## The problem
Write out exactly, with no other output, the lines below from the one that contains "Place a point on every instance of the ivy" through the end.

## Listing
_ _ _ _ _

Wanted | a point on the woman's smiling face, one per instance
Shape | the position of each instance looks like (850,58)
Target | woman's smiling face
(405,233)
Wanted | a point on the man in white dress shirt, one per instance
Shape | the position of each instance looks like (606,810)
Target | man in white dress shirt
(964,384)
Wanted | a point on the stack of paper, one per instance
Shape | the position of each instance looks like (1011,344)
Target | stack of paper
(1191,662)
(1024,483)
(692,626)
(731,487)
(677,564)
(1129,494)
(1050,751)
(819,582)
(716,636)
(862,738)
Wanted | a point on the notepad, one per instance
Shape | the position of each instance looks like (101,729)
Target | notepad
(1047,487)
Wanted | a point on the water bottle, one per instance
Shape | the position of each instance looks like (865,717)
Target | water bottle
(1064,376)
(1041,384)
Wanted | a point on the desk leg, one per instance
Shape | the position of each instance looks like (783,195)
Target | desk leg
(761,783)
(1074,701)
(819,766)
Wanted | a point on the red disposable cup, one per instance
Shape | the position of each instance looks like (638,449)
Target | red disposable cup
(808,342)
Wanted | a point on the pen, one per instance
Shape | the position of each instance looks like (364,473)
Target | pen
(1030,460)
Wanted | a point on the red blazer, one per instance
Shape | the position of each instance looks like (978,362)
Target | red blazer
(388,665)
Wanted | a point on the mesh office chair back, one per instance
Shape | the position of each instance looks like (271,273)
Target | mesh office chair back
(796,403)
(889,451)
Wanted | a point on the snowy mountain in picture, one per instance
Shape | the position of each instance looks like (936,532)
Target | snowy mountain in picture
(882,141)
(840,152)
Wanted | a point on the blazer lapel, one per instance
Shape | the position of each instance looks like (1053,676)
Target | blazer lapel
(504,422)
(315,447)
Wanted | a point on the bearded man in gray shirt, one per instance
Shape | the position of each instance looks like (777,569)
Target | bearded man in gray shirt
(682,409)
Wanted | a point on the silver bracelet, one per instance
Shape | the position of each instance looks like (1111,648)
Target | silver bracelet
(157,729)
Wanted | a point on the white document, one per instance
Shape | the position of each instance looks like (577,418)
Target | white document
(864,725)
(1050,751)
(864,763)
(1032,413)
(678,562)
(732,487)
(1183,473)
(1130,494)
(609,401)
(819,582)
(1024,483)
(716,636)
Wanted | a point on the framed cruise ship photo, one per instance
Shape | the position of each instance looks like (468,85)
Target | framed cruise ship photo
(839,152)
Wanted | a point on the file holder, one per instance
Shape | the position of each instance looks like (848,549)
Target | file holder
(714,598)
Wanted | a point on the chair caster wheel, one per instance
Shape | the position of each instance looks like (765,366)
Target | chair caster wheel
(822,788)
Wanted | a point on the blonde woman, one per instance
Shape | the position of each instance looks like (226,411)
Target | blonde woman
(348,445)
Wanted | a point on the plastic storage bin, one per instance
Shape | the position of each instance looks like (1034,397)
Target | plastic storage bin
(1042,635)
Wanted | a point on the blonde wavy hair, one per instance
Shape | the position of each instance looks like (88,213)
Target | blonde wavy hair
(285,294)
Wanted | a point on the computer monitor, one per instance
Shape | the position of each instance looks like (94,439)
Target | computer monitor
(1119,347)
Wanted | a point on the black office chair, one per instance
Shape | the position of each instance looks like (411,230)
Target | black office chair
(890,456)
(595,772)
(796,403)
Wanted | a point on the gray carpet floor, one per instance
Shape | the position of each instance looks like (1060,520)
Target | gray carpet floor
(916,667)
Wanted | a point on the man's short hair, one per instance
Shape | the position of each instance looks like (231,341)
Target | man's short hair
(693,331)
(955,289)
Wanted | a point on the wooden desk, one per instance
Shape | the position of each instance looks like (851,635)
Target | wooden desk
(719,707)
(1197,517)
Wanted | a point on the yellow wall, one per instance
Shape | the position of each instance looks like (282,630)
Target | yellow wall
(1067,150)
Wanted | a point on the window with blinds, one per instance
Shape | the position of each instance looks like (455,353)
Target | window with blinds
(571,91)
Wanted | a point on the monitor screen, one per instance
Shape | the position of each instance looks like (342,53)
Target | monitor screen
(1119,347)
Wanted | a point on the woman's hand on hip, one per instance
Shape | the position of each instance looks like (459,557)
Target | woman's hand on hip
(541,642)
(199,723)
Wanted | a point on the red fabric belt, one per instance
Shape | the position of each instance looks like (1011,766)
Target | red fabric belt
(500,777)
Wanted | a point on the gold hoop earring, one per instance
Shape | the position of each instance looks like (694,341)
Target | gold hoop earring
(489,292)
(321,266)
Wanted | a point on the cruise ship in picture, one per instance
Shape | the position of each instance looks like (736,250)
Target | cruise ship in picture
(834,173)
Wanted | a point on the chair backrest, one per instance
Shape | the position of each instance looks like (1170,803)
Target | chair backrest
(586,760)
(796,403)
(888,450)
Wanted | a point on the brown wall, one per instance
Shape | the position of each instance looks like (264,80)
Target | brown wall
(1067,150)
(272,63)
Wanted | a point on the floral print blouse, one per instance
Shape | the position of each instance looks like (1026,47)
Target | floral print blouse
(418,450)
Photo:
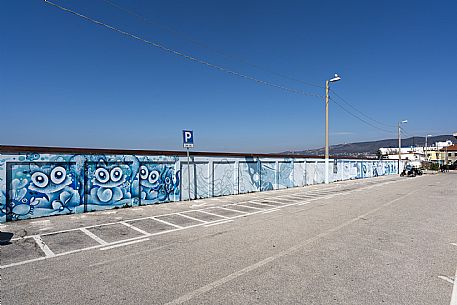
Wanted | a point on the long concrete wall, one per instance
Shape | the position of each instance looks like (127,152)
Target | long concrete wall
(36,185)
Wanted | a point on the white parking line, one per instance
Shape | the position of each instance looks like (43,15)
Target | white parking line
(134,228)
(124,244)
(454,291)
(218,223)
(50,254)
(222,216)
(446,278)
(43,246)
(269,211)
(192,218)
(232,210)
(265,204)
(166,222)
(93,236)
(248,207)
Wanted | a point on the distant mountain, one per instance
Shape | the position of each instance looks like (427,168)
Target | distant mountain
(370,149)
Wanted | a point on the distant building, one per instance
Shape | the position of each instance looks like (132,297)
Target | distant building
(434,153)
(449,154)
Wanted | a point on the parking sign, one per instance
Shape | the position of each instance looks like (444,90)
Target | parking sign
(188,138)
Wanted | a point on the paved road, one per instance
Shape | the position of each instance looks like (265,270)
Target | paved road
(387,240)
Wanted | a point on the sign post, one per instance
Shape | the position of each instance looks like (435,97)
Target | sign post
(188,142)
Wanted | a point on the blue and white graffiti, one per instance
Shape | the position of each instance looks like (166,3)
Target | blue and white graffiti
(42,189)
(109,185)
(158,183)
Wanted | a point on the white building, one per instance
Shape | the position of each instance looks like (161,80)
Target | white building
(414,153)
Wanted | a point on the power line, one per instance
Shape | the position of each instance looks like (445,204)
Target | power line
(183,55)
(359,118)
(360,112)
(203,45)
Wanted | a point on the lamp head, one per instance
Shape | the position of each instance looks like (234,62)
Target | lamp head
(335,79)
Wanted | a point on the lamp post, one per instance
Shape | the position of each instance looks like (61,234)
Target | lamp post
(426,146)
(399,143)
(327,88)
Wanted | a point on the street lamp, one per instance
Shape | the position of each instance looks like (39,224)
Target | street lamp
(327,88)
(399,143)
(426,146)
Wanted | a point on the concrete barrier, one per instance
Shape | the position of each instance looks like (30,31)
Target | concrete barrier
(38,182)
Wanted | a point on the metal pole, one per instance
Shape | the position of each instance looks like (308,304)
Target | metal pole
(326,131)
(188,169)
(425,150)
(399,147)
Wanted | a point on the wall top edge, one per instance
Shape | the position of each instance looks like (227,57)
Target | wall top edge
(5,149)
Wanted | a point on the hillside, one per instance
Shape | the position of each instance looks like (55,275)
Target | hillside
(371,148)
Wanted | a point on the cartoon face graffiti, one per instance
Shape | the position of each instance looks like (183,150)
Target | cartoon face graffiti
(150,178)
(48,187)
(49,180)
(158,182)
(22,208)
(110,183)
(106,177)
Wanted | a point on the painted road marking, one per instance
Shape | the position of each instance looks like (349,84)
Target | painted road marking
(192,218)
(271,210)
(245,213)
(166,222)
(258,203)
(43,246)
(134,228)
(218,222)
(446,278)
(249,207)
(217,215)
(93,236)
(454,291)
(204,289)
(124,244)
(50,254)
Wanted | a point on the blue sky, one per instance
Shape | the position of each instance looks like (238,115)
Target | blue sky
(67,82)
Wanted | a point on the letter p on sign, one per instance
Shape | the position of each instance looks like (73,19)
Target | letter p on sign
(188,138)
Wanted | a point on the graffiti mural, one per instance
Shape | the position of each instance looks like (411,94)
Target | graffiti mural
(42,189)
(108,184)
(158,183)
(36,185)
(285,174)
(267,176)
(224,178)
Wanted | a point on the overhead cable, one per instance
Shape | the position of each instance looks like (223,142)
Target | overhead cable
(203,45)
(360,112)
(359,118)
(183,55)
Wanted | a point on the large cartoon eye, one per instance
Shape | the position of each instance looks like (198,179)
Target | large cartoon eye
(40,179)
(143,172)
(116,174)
(58,175)
(153,177)
(102,175)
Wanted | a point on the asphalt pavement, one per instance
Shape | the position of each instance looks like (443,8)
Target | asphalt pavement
(386,240)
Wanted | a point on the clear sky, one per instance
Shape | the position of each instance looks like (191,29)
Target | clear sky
(65,81)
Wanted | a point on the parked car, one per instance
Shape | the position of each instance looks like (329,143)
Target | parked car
(411,171)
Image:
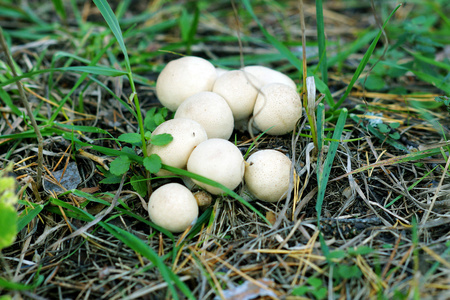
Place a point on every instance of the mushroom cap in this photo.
(267, 76)
(218, 160)
(220, 72)
(267, 175)
(186, 135)
(173, 207)
(238, 88)
(184, 77)
(277, 105)
(211, 111)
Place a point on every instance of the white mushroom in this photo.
(267, 76)
(238, 88)
(218, 160)
(173, 207)
(267, 175)
(182, 78)
(186, 135)
(277, 105)
(220, 72)
(211, 111)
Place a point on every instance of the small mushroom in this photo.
(267, 76)
(239, 90)
(186, 135)
(182, 78)
(220, 72)
(278, 106)
(218, 160)
(267, 175)
(211, 111)
(173, 207)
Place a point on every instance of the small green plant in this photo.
(445, 100)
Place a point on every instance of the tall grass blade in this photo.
(324, 169)
(364, 62)
(139, 246)
(112, 22)
(321, 41)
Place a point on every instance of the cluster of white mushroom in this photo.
(208, 102)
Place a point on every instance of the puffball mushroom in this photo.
(277, 105)
(182, 78)
(238, 88)
(267, 76)
(173, 207)
(186, 135)
(218, 160)
(267, 175)
(211, 111)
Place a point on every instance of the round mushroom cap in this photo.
(218, 160)
(267, 175)
(182, 78)
(267, 76)
(238, 88)
(186, 135)
(211, 111)
(277, 105)
(220, 72)
(173, 207)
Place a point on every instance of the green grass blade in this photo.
(215, 184)
(324, 170)
(321, 41)
(59, 7)
(113, 24)
(274, 41)
(29, 215)
(140, 247)
(320, 112)
(4, 96)
(363, 62)
(106, 71)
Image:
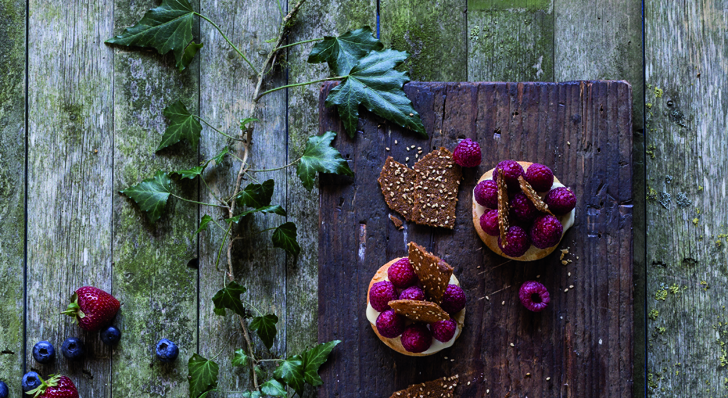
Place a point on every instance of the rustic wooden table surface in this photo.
(79, 120)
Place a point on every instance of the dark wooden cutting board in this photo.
(581, 345)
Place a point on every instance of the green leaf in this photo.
(343, 52)
(291, 371)
(240, 358)
(229, 297)
(265, 327)
(285, 237)
(182, 126)
(320, 156)
(202, 375)
(165, 28)
(374, 83)
(151, 194)
(273, 388)
(314, 358)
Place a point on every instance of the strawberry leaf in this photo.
(229, 297)
(182, 126)
(165, 28)
(320, 156)
(265, 327)
(285, 237)
(374, 83)
(151, 195)
(202, 375)
(343, 52)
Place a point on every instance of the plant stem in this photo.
(302, 84)
(229, 42)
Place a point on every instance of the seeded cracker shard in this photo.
(436, 189)
(440, 388)
(398, 182)
(533, 196)
(434, 273)
(420, 311)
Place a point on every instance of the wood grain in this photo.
(70, 135)
(583, 342)
(152, 276)
(12, 193)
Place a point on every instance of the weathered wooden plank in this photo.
(151, 276)
(433, 33)
(303, 120)
(510, 40)
(70, 157)
(687, 159)
(12, 194)
(227, 86)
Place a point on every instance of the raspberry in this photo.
(489, 222)
(443, 330)
(381, 294)
(512, 170)
(412, 293)
(540, 177)
(546, 231)
(518, 242)
(453, 300)
(401, 274)
(486, 194)
(534, 296)
(416, 338)
(560, 200)
(522, 208)
(390, 324)
(467, 153)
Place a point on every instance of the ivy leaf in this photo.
(182, 126)
(265, 327)
(291, 371)
(229, 297)
(202, 375)
(314, 358)
(274, 388)
(374, 83)
(320, 156)
(165, 28)
(151, 194)
(343, 52)
(285, 237)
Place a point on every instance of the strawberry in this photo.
(56, 387)
(93, 308)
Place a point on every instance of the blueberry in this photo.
(31, 380)
(43, 352)
(110, 335)
(73, 348)
(167, 351)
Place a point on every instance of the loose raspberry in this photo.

_ _ _ _ _

## Answer below
Place a point on every instance of the ivy leaf in this photo.
(182, 126)
(265, 327)
(291, 371)
(229, 297)
(202, 375)
(314, 358)
(274, 388)
(374, 83)
(320, 156)
(165, 28)
(151, 194)
(343, 52)
(285, 237)
Place a point on every instance of the strawberry in this photo.
(56, 387)
(93, 308)
Place a point on every instance of the blueberry in this photo.
(31, 380)
(43, 352)
(110, 335)
(73, 348)
(167, 351)
Place a point on every instance of the loose raspberry in this photo.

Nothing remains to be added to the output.